> WRITTEN PROBLEM:
State how many lines in the records below contain the word "arched". Give only the number.

--- start of INPUT ROWS ---

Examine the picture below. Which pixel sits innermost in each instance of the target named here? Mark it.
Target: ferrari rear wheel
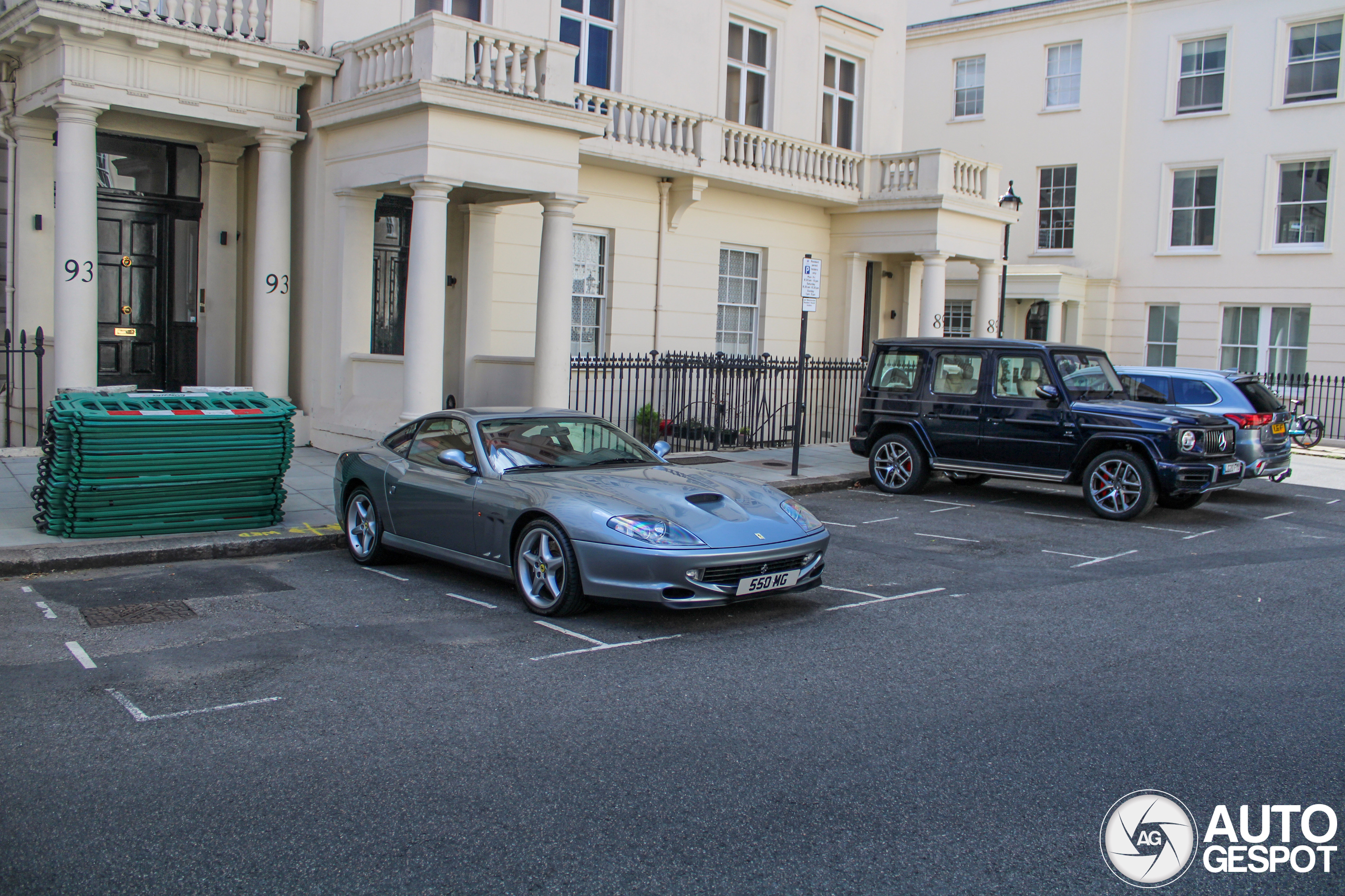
(364, 529)
(546, 572)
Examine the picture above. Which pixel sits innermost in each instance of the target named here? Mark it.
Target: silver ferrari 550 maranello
(572, 509)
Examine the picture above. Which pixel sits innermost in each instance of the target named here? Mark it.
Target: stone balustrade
(241, 19)
(772, 154)
(439, 47)
(931, 173)
(643, 124)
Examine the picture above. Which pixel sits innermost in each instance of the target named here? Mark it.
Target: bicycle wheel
(1313, 431)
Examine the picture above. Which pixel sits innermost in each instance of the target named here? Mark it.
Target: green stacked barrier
(151, 463)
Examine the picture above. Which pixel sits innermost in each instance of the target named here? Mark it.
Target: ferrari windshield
(1089, 376)
(551, 443)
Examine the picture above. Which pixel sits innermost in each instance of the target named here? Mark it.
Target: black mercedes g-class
(981, 408)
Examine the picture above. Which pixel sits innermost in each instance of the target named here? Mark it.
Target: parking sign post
(810, 290)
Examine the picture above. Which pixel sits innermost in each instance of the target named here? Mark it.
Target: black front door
(132, 298)
(147, 293)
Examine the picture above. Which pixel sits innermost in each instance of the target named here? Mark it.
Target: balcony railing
(928, 173)
(439, 47)
(241, 19)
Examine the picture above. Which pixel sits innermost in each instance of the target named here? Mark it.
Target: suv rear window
(1264, 400)
(896, 372)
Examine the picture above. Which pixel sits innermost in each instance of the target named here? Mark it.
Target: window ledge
(1307, 104)
(1185, 116)
(1310, 249)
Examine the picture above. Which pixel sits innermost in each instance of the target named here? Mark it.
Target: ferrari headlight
(801, 514)
(654, 530)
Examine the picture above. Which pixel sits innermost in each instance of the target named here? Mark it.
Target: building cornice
(995, 18)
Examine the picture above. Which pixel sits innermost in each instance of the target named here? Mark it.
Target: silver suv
(1261, 418)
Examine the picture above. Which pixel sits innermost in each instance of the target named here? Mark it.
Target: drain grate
(136, 614)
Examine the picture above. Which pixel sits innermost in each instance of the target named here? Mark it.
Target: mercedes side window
(896, 372)
(441, 435)
(399, 440)
(957, 374)
(1021, 376)
(1194, 392)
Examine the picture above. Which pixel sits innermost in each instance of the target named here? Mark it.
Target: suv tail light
(1251, 422)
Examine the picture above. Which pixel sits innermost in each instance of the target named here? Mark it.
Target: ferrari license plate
(772, 581)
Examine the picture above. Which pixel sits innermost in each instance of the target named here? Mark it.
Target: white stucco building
(373, 205)
(1177, 162)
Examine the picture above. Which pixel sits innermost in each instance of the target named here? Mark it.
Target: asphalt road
(962, 741)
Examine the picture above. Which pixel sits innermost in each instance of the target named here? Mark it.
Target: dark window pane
(601, 57)
(757, 47)
(571, 32)
(845, 126)
(189, 173)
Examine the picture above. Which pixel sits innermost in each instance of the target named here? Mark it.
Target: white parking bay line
(880, 600)
(471, 600)
(139, 715)
(594, 641)
(73, 646)
(384, 574)
(1089, 557)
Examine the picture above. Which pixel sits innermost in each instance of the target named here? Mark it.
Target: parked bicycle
(1305, 430)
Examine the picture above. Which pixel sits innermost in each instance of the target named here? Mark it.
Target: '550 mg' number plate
(771, 581)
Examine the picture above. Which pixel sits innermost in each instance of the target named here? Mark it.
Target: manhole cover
(136, 614)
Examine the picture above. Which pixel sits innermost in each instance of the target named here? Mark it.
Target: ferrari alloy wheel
(546, 571)
(1120, 486)
(897, 466)
(364, 533)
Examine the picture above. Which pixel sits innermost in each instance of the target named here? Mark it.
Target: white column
(1055, 319)
(76, 296)
(427, 279)
(272, 283)
(988, 300)
(555, 286)
(933, 288)
(219, 351)
(478, 294)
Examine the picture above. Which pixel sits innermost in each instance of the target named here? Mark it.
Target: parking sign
(811, 288)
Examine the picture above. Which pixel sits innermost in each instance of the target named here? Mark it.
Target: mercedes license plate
(771, 581)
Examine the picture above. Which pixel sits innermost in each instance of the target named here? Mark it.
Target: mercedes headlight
(654, 530)
(801, 514)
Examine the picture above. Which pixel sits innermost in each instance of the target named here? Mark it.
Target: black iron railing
(1321, 396)
(707, 403)
(25, 399)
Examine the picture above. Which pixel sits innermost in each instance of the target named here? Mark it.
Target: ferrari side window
(399, 439)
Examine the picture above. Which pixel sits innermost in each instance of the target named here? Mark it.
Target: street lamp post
(1008, 201)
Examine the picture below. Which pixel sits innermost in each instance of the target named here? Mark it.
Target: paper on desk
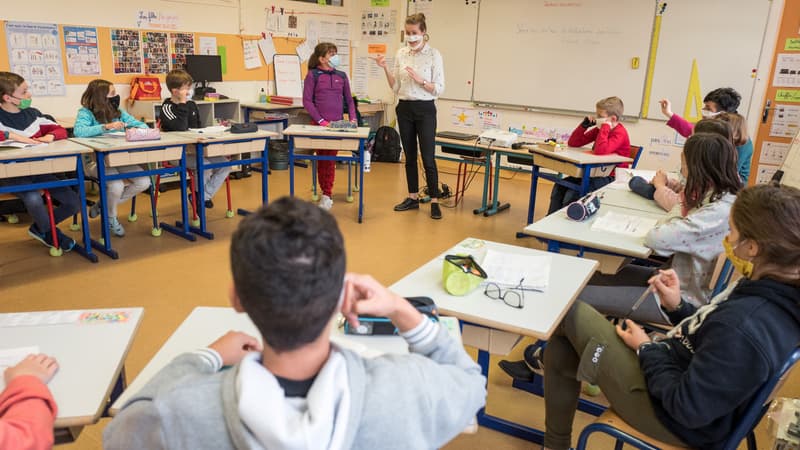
(39, 318)
(513, 270)
(614, 222)
(11, 356)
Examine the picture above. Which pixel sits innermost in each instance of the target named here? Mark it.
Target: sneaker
(325, 203)
(116, 227)
(94, 211)
(407, 204)
(526, 369)
(436, 212)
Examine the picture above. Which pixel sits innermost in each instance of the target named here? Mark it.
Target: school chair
(611, 424)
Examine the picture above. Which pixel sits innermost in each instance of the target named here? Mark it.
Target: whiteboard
(457, 48)
(724, 36)
(287, 75)
(562, 54)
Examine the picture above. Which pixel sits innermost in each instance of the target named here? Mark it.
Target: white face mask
(413, 39)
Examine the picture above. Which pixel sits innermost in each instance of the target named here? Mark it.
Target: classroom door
(780, 112)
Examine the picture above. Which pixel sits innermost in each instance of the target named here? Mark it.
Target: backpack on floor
(387, 145)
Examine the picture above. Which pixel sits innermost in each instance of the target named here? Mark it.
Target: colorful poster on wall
(182, 44)
(155, 48)
(34, 53)
(83, 57)
(126, 51)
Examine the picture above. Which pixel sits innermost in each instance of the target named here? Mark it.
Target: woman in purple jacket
(324, 93)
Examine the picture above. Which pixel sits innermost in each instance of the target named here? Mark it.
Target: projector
(498, 138)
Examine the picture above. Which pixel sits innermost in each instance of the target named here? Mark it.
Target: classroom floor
(169, 276)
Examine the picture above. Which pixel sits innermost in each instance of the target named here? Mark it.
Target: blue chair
(611, 424)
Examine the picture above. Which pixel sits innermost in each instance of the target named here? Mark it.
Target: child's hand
(234, 345)
(47, 138)
(660, 179)
(633, 335)
(365, 295)
(666, 107)
(41, 366)
(668, 287)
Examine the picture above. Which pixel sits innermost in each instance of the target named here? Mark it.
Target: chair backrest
(760, 403)
(636, 153)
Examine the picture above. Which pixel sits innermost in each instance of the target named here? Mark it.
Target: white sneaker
(116, 227)
(325, 202)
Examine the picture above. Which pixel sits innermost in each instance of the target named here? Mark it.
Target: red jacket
(606, 141)
(27, 414)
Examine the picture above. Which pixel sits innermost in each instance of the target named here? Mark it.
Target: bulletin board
(232, 43)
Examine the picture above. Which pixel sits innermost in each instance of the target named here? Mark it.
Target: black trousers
(417, 120)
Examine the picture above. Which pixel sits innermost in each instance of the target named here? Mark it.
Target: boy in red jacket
(609, 136)
(27, 408)
(20, 122)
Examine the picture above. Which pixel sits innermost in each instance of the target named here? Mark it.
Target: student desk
(573, 162)
(540, 315)
(227, 144)
(56, 157)
(91, 358)
(318, 138)
(113, 151)
(205, 324)
(468, 148)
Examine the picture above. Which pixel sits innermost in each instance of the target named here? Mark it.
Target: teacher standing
(417, 78)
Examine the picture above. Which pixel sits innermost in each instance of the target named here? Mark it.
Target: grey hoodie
(416, 401)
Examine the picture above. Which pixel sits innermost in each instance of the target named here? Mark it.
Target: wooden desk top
(90, 356)
(542, 311)
(113, 143)
(314, 131)
(63, 147)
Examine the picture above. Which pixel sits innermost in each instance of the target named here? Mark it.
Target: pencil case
(142, 134)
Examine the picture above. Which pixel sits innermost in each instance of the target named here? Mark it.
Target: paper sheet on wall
(251, 58)
(35, 53)
(360, 78)
(83, 57)
(614, 222)
(462, 117)
(785, 121)
(513, 270)
(267, 48)
(208, 45)
(773, 153)
(11, 357)
(787, 70)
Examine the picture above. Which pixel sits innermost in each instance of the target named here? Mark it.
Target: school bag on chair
(387, 145)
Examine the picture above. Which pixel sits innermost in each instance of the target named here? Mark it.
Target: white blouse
(428, 64)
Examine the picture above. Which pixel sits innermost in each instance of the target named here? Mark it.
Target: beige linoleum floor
(169, 276)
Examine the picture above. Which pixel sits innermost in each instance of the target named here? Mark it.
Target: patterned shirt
(427, 63)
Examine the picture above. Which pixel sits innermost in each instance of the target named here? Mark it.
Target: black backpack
(387, 145)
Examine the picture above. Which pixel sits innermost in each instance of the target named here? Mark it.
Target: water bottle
(367, 159)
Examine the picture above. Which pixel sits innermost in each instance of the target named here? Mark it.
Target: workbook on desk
(512, 270)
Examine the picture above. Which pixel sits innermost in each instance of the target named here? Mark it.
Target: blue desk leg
(183, 230)
(496, 205)
(487, 162)
(532, 198)
(104, 246)
(86, 249)
(361, 150)
(291, 166)
(502, 425)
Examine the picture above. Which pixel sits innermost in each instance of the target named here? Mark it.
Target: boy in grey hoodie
(298, 390)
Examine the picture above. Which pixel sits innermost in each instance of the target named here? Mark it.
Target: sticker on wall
(34, 53)
(126, 51)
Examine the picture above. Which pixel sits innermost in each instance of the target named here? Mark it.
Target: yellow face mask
(742, 265)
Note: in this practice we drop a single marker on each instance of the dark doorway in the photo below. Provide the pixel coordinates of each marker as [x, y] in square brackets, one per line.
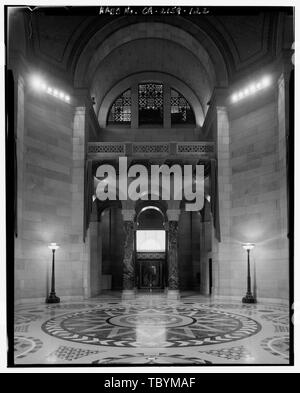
[150, 244]
[210, 276]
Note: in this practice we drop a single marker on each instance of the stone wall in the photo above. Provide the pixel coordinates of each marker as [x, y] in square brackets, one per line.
[50, 184]
[255, 187]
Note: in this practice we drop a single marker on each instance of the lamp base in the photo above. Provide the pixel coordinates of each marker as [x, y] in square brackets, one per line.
[249, 299]
[52, 298]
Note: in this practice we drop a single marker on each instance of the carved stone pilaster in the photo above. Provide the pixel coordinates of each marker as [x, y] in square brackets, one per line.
[128, 261]
[173, 256]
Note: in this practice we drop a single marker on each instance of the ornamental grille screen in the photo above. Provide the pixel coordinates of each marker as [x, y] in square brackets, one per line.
[120, 111]
[181, 111]
[151, 103]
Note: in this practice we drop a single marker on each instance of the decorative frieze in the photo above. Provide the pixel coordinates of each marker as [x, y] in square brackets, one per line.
[106, 148]
[148, 149]
[195, 148]
[153, 148]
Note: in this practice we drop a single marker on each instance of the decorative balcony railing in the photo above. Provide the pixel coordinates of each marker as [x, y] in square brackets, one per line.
[98, 150]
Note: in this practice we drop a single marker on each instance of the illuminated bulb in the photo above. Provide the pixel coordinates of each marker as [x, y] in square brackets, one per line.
[234, 98]
[36, 82]
[266, 81]
[252, 89]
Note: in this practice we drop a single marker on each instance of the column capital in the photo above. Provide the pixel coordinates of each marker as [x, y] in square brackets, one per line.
[82, 97]
[128, 214]
[219, 97]
[173, 214]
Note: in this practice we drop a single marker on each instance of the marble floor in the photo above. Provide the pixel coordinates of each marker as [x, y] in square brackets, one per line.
[152, 330]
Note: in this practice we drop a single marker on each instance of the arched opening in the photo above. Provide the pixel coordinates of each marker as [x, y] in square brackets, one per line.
[151, 249]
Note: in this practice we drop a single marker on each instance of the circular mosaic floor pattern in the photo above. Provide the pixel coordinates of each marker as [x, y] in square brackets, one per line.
[137, 326]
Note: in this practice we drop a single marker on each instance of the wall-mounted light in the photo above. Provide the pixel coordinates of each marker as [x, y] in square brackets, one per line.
[40, 85]
[249, 298]
[251, 89]
[52, 298]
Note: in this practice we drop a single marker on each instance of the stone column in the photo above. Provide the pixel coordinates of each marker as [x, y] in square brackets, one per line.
[167, 106]
[135, 106]
[173, 270]
[128, 261]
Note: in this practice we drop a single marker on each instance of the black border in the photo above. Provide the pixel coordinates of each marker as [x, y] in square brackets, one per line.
[10, 106]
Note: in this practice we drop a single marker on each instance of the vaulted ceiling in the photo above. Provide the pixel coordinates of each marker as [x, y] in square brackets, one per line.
[97, 52]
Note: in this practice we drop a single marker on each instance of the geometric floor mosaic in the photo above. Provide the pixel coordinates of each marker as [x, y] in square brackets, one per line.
[152, 330]
[139, 326]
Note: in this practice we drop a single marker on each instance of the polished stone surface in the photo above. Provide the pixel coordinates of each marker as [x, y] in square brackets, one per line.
[152, 330]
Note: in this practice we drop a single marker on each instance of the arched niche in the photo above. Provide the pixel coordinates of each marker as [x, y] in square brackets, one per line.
[133, 80]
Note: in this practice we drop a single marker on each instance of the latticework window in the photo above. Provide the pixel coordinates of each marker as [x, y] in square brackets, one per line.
[120, 111]
[181, 111]
[151, 103]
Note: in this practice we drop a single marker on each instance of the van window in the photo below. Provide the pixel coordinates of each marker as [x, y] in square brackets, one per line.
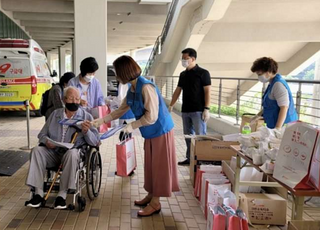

--- end of INPUT ROWS ---

> COMPLETE OUTPUT:
2